### [STATED PROBLEM]
Write out each of the following items word for word, without any alteration.
***** EXTRACTED RECORDS *****
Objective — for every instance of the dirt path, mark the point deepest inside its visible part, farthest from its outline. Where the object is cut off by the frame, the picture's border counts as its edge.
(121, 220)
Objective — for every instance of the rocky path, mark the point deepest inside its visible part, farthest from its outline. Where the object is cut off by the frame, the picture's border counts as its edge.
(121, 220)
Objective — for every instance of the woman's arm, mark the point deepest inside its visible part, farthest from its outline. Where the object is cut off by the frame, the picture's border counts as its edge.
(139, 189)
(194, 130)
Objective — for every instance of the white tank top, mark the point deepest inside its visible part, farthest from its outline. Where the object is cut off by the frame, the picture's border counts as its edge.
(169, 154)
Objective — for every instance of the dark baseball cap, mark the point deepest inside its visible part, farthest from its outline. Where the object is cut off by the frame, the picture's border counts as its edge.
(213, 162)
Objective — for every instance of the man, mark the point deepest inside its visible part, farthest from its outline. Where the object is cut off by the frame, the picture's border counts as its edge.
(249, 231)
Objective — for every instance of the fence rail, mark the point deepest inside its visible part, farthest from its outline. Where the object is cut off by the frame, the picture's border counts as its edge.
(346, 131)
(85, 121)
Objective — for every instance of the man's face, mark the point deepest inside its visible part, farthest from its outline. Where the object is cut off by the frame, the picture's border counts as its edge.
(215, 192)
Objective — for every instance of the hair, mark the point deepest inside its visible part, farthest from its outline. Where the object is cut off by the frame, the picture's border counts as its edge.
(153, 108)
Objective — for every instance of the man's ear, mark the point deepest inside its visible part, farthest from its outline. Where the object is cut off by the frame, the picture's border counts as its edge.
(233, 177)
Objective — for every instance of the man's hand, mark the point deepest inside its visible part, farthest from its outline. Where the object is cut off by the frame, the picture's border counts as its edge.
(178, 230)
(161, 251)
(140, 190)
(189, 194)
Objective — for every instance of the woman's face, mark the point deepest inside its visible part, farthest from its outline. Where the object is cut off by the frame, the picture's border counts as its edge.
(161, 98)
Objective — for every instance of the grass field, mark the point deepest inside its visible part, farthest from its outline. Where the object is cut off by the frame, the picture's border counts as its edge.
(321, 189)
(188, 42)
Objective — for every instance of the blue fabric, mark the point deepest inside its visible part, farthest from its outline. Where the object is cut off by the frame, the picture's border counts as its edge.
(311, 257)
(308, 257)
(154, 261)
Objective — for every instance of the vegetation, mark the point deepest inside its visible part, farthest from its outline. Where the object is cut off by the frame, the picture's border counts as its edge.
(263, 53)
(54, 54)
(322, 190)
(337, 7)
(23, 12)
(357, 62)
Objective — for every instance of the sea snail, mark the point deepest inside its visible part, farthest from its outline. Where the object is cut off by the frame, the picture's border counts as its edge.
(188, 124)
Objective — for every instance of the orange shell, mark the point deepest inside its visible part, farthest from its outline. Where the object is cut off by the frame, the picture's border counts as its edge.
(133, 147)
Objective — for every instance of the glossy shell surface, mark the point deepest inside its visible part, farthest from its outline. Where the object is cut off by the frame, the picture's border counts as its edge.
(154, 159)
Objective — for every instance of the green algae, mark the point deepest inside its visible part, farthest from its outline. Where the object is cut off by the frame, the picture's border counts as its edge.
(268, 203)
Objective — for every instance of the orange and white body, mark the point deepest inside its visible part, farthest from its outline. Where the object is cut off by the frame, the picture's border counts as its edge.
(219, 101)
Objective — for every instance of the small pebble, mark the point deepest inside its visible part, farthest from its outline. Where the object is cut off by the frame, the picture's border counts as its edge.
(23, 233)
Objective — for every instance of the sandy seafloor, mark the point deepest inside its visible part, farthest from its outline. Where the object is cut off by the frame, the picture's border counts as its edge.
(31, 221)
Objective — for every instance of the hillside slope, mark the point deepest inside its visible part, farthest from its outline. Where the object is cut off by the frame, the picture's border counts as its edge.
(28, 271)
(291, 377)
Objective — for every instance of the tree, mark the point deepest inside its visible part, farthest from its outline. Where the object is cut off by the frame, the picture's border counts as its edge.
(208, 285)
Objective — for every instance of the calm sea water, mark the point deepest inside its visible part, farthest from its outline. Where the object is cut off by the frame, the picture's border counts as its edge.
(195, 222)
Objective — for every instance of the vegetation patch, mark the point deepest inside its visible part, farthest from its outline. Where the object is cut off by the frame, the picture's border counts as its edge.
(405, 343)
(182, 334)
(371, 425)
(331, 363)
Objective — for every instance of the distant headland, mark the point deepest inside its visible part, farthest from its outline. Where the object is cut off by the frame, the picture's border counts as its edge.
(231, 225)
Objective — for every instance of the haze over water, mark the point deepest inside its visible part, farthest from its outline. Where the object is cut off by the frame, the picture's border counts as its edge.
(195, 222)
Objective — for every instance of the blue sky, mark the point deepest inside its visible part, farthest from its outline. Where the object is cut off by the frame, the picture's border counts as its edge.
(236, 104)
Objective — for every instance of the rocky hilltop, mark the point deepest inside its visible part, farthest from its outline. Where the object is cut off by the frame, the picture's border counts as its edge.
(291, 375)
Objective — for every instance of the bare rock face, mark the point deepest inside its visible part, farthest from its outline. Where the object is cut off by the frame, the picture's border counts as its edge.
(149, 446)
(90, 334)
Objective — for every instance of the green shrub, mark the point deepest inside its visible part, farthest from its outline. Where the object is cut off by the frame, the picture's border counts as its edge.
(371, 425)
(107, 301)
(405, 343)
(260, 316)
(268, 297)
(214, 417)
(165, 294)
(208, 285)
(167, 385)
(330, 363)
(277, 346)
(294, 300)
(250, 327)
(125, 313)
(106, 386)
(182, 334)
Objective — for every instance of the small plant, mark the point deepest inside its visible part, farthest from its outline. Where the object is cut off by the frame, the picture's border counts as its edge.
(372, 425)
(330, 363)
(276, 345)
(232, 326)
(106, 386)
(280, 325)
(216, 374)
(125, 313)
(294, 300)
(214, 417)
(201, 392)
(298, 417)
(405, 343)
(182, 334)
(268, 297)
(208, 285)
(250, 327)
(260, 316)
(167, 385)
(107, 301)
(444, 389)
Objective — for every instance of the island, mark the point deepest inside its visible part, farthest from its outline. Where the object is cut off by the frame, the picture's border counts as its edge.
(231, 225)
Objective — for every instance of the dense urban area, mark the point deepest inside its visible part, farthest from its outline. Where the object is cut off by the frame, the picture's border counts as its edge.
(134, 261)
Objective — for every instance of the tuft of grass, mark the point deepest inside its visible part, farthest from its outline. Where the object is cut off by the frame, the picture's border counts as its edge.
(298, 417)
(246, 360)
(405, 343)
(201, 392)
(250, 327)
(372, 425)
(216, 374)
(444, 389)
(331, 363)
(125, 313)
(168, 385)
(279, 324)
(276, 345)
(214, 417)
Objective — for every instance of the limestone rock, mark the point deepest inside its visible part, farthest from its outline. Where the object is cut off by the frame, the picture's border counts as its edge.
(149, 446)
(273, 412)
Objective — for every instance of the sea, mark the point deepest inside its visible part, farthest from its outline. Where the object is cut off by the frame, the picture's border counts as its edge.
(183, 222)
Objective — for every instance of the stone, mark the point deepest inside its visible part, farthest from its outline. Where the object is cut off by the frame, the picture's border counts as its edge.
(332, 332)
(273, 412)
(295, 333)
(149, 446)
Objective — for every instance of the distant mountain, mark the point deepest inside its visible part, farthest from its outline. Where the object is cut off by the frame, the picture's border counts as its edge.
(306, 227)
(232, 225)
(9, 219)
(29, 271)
*****
### [CORRECT RESPONSE]
Objective — for every instance of the dirt path, mark the point deepest inside its visible part, farthest from its outline. Where the object is cut off by the frame, the picture's border counts as its edge.
(121, 220)
Objective — for every instance of the rocky path, mark the point deepest inside its visible part, farthest from its outline. Where the object is cut off by the frame, the picture's border counts as its edge.
(121, 220)
Objective — for every instance of the woman's arm, mark the point deepest inside its visible part, farthest from its outline. Where the object is cut off by the frame, the picture's border counts as its edge.
(139, 189)
(194, 130)
Objective — for every instance of the white tank top, mark the point deepest inside its visible part, farthest from its outline. Where the object is cut off by the frame, the picture's border counts as its edge.
(169, 154)
Objective — for every instance of the dark baseball cap, mark the point deepest inside its visible part, farthest from its outline. Where the object is cut off by the frame, the picture's border counts as its edge.
(213, 162)
Objective — for every instance of the man, mark the point deepest inside its visible part, farthest from its outline. Where the object is cut off by the frame, the picture's border counts as its edge.
(249, 231)
Objective — for every instance of the fence rail, mark the point deepest inside its visible part, farthest from its outline. Where the object is cut off by the frame, the picture's border counts as its edge.
(346, 131)
(85, 121)
Objective — for every instance of the man's face, mark the point deepest inside its visible part, farthest from its outline. Where the object is cut off by the frame, the picture's border counts as its edge.
(215, 192)
Objective — for every instance of the hair, mark the point deepest inside its visible part, farthest from its outline. Where the object is cut off by the frame, the picture's border counts as its edge.
(153, 108)
Objective — for every instance of the man's ear, mark the point deepest inside its visible part, farthest from its outline. Where the object is cut off by the frame, the picture's border counts as its edge.
(233, 177)
Objective — for every instance of the man's hand, mark the point deepest inside its visible part, farthest from its outline. Where the object is cut off by the frame, the picture's border counts as its edge.
(178, 230)
(161, 251)
(140, 190)
(189, 194)
Objective — for every instance of the woman's face, mark the point deepest inside its visible part, farthest from its outline. Where the object is cut off by the frame, the picture's border counts as its edge.
(161, 98)
Objective — for every instance of the grass field, mark the point deepest inside its visible part, farthest from its outline. Where the object is cut off by the frame, the picture's border counts as its edge.
(321, 189)
(188, 42)
Objective — for every instance of the blue fabric, mark the point deepest inside its visible part, farthest from its outline. Where the object is cut off by the frame, the picture's border counts as its edge.
(311, 257)
(308, 257)
(154, 261)
Objective — for every instance of the vegetation, mark the point deepest inside its visible part, farthest from its outline. Where the object is cut off by the frame, the picture's border counts as its edge.
(263, 53)
(54, 54)
(322, 190)
(337, 7)
(23, 12)
(357, 62)
Objective — for every instance of the sea snail, mark the point deepest inside its visible part, farthest from its outline. Where the object is cut off by the frame, the picture's border counts as its edge.
(188, 124)
Objective — for every instance of the orange shell, mark the point deepest inside its visible part, farthest from its outline. Where the object is cut off by the frame, the picture's border counts as its edge.
(133, 147)
Objective — for every instance of the glossy shell surface, mark the point deepest inside its visible part, farthest from its outline. Where the object is cut off by the frame, the picture's border counts as its edge.
(154, 159)
Objective — for every instance of the green algae, mark the point deepest inside its visible part, farthest from its outline. Where the object is cut off by the frame, the picture's border counts as its edge.
(268, 203)
Objective — for every instance of the orange and white body, mark the point deepest inside its visible part, farthest from its outline. Where the object is cut off by the frame, the picture's border counts as its edge.
(219, 101)
Objective — for every instance of the small pebble, mark the point deepest inside its visible part, farthest from its outline. Where the object is cut off by the frame, the picture's border counts as its edge.
(23, 233)
Objective — for every instance of the sandy seafloor, mark the point deepest inside its visible part, farthest from its outline. Where the object is cut off by the frame, the picture's border counts as its edge.
(31, 221)
Objective — for every instance of the hillside slope, mark the point deepest inside its visible part, farthest from its outline. Where the object is cut off by the frame, the picture's border counts as its edge.
(28, 271)
(291, 377)
Objective — for every instance of the tree, mark the point deepest inside its visible part, farthest from its outline. Where the object is cut off by the frame, the picture's border counts as its edge.
(208, 285)
Objective — for every instance of the calm sea water, mark the point deepest inside its visible part, farthest from its outline. Where the object is cut off by the frame, the picture's border counts as its edge.
(195, 222)
Objective — for every instance of the vegetation patch, mark the point deepest inside its visible part, farthest from its outline. Where the object is cut off by the frame, the picture's border counts as its edge.
(405, 343)
(182, 334)
(371, 425)
(331, 363)
Objective — for every instance of the distant headland, mark the point deepest inside its visible part, farthest from its outline. Where the object is cut off by the frame, the picture's border counts as its edge.
(231, 225)
Objective — for every instance of the haze over water, mark the point deepest inside its visible part, farthest from its outline. Where the object is cut off by the frame, the picture's border counts as its edge.
(195, 222)
Objective — for every instance of the blue sky, mark the point deepest inside its visible part, farthest from its outline. Where the object is cut off by the frame, the picture's border counts as its edge.
(236, 104)
Objective — for every instance of the rocky hilltop, mark the point deepest inside its visible part, farthest from its outline. Where the object is cut off by the frame, the picture's border counts as its edge.
(291, 375)
Objective — for every instance of the bare rock face, mark the point deepest inside its visible part, farthest from its outline. Where the object is cut off by the frame, the picture's border counts as its edge.
(149, 446)
(90, 334)
Objective — for every instance of the green shrub, mark the point deepest inside its visible part, farthest from its outline. Where the object is cut off by the frame, the picture's border counts as its edge.
(371, 425)
(107, 301)
(405, 343)
(260, 316)
(268, 297)
(214, 417)
(165, 294)
(208, 285)
(167, 385)
(330, 363)
(277, 346)
(294, 300)
(250, 327)
(125, 313)
(106, 386)
(182, 334)
Objective — for every instance of the small plant, mark the point deepest inside its visible part, farthest from its outline. Where the object is cut off by the frame, the picture's border counts as its edge.
(372, 425)
(330, 363)
(276, 345)
(232, 326)
(106, 386)
(280, 325)
(216, 374)
(125, 313)
(294, 300)
(214, 417)
(201, 392)
(298, 417)
(405, 343)
(182, 334)
(268, 297)
(208, 285)
(250, 327)
(260, 316)
(167, 385)
(107, 301)
(444, 389)
Objective — for every instance of the island, mark the point deepest inside its visible part, farthest from its outline. Where the object is cut off by the frame, the picture's border counts as its edge.
(231, 225)
Objective — for every instance of the dense urban area, mark the point deepest inside its visible part, farthest from its outline. Where the object is cut off by the frame, the picture's border counts as its edge.
(134, 261)
Objective — for every instance of the tuft of grass, mark the point deepest inside its visible part, farthest from its outline. Where the object is cut off by the frame, the picture's border counts as its edge.
(298, 417)
(246, 360)
(405, 343)
(201, 392)
(250, 327)
(372, 425)
(216, 374)
(444, 389)
(331, 363)
(125, 313)
(168, 385)
(279, 324)
(276, 345)
(214, 417)
Objective — for every instance of the limestone rock, mark the point deepest inside its visible part, farthest from its outline. Where the object is cut off by the frame, the picture's border counts as its edge.
(149, 446)
(273, 412)
Objective — for every instance of the sea, mark the point deepest inside its visible part, farthest from its outline. Where the object is cut off by the frame, the picture's border counts as its edge.
(183, 222)
Objective — for every instance of the stone, mark the point deepest inside its visible part, farthest from its outline. Where the object is cut off by the frame, the picture's border counts as its edge.
(332, 332)
(273, 412)
(295, 333)
(149, 446)
Objective — for every instance of the distant mountain, mark the point deepest inside its visible part, farthest from its outline. Where the object is cut off by the frame, the picture's border counts as its edge.
(306, 227)
(232, 225)
(9, 219)
(29, 271)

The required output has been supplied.